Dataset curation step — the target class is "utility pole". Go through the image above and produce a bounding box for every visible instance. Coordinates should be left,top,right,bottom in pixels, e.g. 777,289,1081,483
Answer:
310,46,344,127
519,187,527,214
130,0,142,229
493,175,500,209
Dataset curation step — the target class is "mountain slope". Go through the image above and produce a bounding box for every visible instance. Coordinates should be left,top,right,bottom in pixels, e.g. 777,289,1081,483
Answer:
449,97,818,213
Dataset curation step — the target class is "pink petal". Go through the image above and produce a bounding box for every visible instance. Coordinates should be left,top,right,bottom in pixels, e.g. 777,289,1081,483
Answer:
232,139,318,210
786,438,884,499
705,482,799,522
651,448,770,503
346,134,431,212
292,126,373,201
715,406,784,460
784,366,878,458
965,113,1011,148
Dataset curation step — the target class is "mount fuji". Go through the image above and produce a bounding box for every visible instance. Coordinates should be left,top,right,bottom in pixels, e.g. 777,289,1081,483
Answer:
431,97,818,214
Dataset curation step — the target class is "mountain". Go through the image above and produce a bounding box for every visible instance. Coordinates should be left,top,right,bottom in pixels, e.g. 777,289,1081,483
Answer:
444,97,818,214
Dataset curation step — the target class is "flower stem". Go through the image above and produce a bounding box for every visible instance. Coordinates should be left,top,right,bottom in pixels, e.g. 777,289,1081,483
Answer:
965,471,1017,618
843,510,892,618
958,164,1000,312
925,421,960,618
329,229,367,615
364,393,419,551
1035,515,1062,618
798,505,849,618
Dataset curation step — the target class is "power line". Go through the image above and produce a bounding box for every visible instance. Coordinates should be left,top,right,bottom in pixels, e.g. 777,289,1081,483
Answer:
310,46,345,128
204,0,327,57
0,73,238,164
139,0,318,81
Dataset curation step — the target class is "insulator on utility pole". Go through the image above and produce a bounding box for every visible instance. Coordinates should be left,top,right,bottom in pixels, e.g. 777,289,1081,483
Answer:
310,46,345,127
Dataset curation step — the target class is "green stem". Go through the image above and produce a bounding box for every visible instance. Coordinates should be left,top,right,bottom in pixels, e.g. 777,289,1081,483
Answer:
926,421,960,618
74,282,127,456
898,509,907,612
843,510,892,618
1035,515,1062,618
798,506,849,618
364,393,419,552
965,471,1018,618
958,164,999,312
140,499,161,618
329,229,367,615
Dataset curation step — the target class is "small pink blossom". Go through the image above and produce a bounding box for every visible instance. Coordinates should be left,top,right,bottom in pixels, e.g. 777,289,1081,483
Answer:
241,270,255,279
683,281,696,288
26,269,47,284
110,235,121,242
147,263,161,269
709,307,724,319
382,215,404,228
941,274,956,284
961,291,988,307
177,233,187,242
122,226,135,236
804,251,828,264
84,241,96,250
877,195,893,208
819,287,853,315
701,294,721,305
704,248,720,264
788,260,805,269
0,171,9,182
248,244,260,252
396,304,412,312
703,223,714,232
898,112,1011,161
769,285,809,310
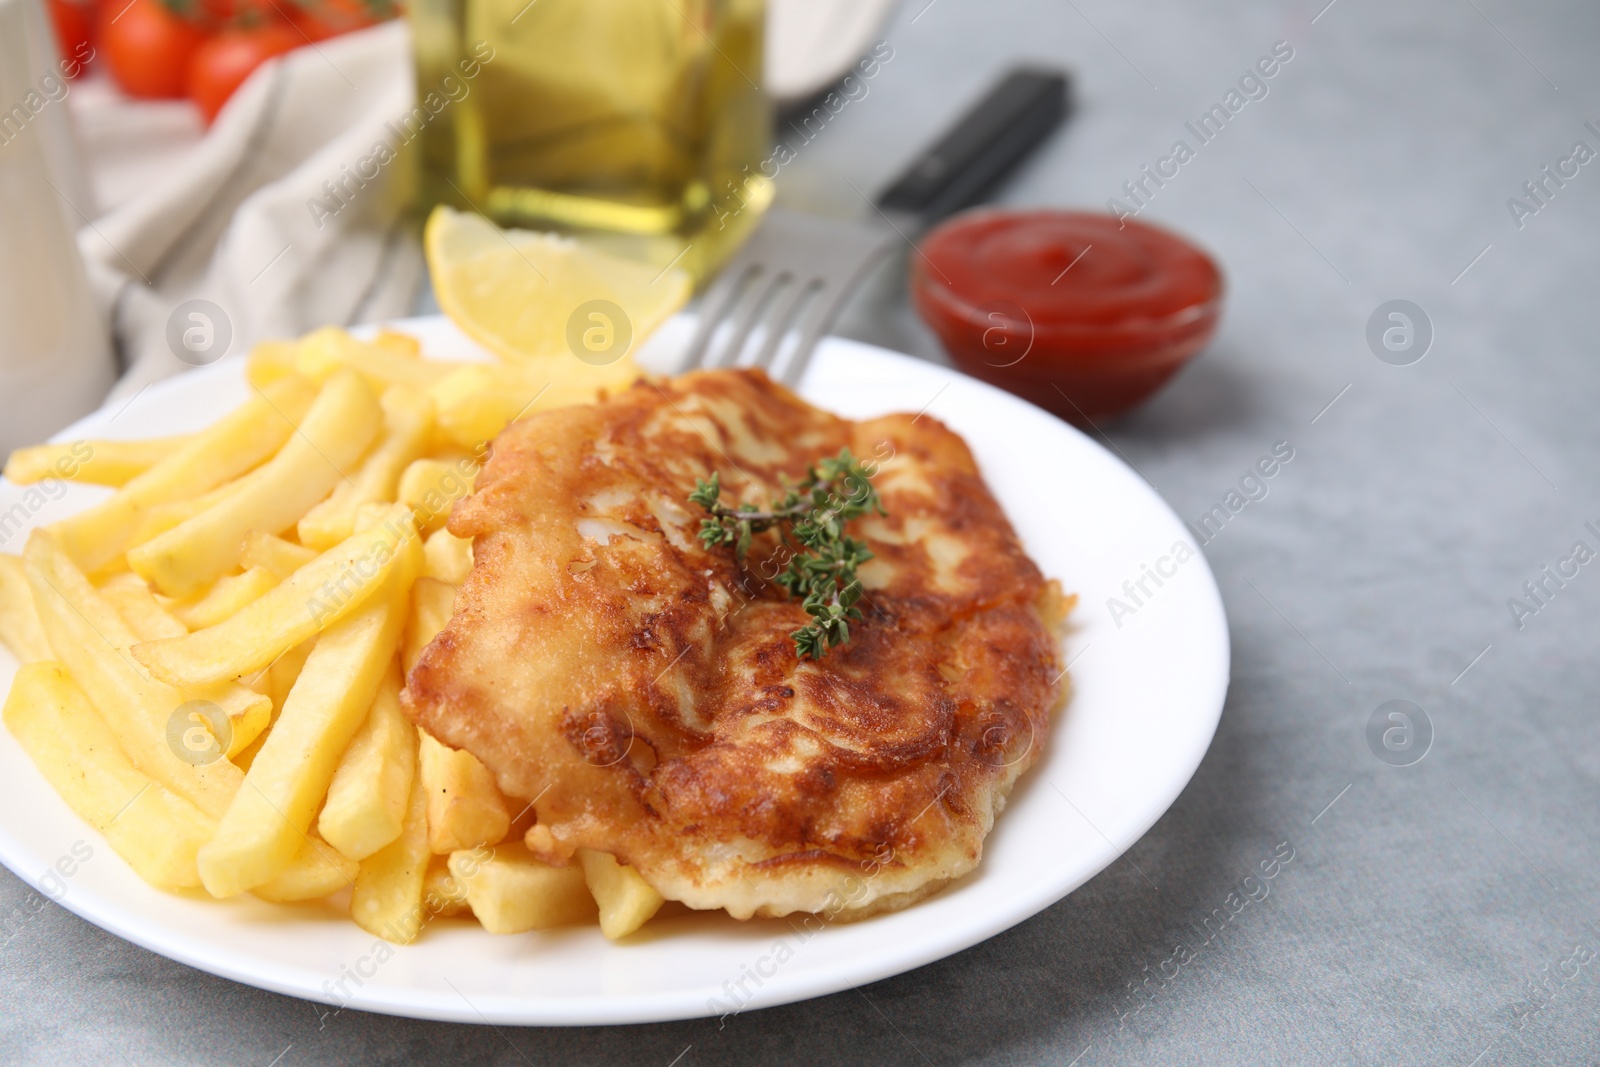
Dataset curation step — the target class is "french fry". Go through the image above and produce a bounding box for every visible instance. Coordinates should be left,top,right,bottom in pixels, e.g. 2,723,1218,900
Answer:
97,572,268,759
131,503,418,688
6,326,652,932
3,662,216,890
295,327,457,393
371,330,422,358
428,365,535,451
129,370,383,597
319,661,416,861
429,361,637,451
230,731,270,775
402,577,455,676
240,531,318,580
422,528,472,585
354,501,396,532
98,572,187,639
450,841,596,934
398,457,478,534
251,831,358,903
245,339,301,389
298,385,434,550
161,567,279,631
266,637,316,712
351,769,430,943
422,854,470,918
198,685,272,760
231,636,316,772
419,731,511,855
24,531,243,818
126,467,266,551
0,553,51,662
4,436,193,488
196,543,417,898
52,375,317,572
578,848,664,940
285,330,425,384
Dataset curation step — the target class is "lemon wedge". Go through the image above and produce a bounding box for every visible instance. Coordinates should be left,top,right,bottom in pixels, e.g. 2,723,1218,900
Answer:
424,206,691,366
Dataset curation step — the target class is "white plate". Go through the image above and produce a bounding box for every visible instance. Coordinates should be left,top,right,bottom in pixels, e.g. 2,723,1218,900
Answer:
0,316,1229,1025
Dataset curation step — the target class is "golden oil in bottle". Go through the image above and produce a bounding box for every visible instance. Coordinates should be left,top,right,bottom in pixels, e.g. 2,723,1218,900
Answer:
407,0,772,284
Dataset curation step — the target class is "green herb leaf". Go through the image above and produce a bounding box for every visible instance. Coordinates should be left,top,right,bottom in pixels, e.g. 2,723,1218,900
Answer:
689,448,885,659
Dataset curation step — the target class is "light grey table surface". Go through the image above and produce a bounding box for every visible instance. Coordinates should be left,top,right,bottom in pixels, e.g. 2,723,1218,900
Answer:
6,0,1600,1063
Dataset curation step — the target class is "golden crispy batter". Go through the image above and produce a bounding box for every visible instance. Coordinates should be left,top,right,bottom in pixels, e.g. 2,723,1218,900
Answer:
403,370,1068,920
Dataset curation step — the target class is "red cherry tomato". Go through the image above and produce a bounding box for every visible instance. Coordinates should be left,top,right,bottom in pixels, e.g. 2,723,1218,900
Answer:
185,25,301,124
197,0,239,22
196,0,284,29
100,0,209,99
47,0,94,76
291,0,381,42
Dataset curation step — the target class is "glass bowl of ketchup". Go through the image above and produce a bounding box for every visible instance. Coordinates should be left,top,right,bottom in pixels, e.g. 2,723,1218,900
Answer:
911,210,1223,425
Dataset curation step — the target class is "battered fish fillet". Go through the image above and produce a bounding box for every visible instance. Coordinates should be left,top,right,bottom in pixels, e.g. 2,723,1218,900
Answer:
403,369,1070,920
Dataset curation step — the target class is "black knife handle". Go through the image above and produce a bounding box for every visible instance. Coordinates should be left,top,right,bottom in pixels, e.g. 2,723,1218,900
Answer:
876,67,1071,225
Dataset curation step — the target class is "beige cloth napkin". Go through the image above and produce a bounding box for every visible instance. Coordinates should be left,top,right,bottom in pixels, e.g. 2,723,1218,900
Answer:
75,21,424,403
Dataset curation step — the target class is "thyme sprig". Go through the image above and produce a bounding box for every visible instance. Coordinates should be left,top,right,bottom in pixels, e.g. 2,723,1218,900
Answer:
689,448,886,659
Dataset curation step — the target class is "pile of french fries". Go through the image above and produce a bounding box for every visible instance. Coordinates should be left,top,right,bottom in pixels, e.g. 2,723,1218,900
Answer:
0,327,665,943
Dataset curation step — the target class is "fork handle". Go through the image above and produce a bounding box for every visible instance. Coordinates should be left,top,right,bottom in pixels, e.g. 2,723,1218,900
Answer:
876,67,1071,226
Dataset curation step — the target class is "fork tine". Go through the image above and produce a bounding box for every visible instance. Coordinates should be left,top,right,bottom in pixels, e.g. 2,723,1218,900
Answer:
709,271,788,370
680,263,755,371
681,208,901,379
749,277,816,373
703,270,770,369
778,280,857,387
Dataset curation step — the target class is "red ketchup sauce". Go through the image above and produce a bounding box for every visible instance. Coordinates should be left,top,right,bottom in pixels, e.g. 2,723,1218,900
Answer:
911,210,1223,424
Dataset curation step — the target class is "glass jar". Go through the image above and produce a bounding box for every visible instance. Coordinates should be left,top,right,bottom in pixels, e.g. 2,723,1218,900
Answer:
407,0,772,284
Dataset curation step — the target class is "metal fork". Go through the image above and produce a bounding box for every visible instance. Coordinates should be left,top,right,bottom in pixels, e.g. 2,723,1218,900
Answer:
677,67,1070,383
678,209,898,383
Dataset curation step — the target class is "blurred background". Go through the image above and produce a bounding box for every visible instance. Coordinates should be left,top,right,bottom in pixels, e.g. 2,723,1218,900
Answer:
2,0,906,449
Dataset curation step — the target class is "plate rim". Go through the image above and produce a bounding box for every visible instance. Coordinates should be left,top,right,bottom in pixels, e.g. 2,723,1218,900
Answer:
0,316,1230,1024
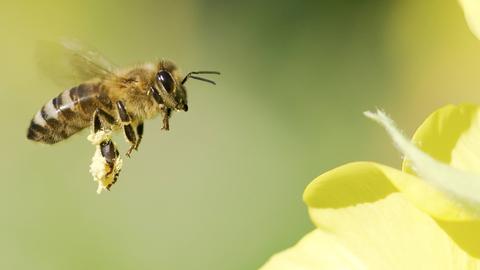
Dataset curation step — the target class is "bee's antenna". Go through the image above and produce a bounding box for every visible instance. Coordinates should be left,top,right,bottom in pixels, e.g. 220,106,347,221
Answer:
188,75,217,85
182,71,220,85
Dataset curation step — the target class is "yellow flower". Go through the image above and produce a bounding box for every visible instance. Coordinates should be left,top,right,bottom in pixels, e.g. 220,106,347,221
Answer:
260,104,480,270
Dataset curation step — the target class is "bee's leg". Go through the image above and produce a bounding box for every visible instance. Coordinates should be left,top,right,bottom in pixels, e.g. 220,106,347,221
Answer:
91,108,118,169
116,101,137,157
99,140,121,190
89,108,122,193
135,122,144,150
92,109,102,133
100,140,120,182
161,108,171,130
149,86,171,130
92,108,115,133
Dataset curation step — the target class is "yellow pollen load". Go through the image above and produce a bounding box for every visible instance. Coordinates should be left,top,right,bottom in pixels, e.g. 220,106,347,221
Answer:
87,130,123,194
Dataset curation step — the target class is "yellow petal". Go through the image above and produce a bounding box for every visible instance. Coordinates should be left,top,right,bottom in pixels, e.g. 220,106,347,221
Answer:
263,194,480,269
260,230,366,270
303,161,480,256
305,194,480,269
401,104,479,173
460,0,480,40
304,160,479,221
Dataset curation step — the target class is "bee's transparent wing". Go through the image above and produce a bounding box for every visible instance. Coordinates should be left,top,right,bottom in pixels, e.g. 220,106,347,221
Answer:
36,38,118,87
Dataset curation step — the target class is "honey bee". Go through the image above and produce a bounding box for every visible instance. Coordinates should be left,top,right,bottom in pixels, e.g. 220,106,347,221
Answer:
27,39,219,192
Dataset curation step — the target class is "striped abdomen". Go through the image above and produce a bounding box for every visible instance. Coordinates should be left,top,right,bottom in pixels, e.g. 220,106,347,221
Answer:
27,82,113,144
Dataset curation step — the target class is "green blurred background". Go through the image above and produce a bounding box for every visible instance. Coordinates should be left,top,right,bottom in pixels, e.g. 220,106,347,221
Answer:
1,0,479,269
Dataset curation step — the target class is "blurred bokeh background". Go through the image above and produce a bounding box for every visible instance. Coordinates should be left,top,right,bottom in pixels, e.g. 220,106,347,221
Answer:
1,0,479,269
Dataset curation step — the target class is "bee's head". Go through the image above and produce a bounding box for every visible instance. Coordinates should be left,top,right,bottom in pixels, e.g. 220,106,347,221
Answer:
154,60,189,111
152,60,220,112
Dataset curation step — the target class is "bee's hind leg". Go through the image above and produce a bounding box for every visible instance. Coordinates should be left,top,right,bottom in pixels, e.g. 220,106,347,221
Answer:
88,109,122,193
116,101,138,157
91,108,118,173
99,140,120,189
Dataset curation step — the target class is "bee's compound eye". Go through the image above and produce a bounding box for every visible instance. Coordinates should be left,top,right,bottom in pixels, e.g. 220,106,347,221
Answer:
157,71,175,93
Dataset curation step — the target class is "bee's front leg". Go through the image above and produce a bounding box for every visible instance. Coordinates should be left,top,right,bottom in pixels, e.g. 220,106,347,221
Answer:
135,122,144,150
148,86,171,131
161,107,171,131
116,101,138,157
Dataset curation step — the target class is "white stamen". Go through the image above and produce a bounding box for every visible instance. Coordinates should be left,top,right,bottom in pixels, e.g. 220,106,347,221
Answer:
365,109,480,219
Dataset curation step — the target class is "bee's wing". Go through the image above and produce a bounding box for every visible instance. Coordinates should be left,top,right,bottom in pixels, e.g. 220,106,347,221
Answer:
36,38,118,87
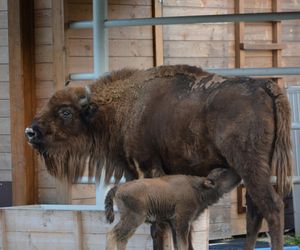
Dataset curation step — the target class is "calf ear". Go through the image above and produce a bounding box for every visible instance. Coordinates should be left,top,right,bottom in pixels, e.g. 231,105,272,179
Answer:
81,103,98,121
203,179,215,189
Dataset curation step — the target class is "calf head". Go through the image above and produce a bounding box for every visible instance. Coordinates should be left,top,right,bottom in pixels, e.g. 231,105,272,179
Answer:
205,168,241,193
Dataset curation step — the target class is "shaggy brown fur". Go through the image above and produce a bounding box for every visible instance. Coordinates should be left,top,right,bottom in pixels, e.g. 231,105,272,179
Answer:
26,65,292,250
104,168,241,250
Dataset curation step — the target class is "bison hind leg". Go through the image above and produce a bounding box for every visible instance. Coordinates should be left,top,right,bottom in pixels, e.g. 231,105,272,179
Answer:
244,192,264,250
226,154,284,250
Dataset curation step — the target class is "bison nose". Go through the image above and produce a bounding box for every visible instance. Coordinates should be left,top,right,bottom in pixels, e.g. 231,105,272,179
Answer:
25,127,37,141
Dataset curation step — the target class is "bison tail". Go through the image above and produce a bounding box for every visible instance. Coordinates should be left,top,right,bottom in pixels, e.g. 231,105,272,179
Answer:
268,83,293,197
105,186,118,224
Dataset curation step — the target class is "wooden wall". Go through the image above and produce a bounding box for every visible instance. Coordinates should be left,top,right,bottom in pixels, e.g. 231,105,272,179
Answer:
162,0,300,86
0,0,11,182
0,0,298,240
1,0,299,214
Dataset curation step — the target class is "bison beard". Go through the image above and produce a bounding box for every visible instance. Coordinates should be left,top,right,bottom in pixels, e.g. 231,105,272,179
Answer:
26,65,292,250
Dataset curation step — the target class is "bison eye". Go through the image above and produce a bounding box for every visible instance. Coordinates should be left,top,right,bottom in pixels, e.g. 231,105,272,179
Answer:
58,108,73,120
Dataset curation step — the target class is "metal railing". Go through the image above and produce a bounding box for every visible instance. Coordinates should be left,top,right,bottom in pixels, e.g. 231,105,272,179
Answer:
68,7,300,80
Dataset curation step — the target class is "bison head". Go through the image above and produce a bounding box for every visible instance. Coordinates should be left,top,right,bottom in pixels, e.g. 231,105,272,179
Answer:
25,86,99,181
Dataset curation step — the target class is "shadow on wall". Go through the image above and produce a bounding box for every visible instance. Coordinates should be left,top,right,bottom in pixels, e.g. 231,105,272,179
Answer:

REQUIRED WORK:
The answer should consist of every line from the listing above that includes the word "white".

EXERCISE RESULT:
Dataset curation step — the target class is "white plate". Go through the image above and produce a bounding box for every visible instance. Coordinates should be left,top,right,bottom in pixels, e.g. 2,723,1218,900
Dataset curation step — the target class is "white stamen". Go through the image above and produce a bounding box for every visible instance. Coordinates should be left,top,right,bottom in pixels, e.g. 220,106,347,221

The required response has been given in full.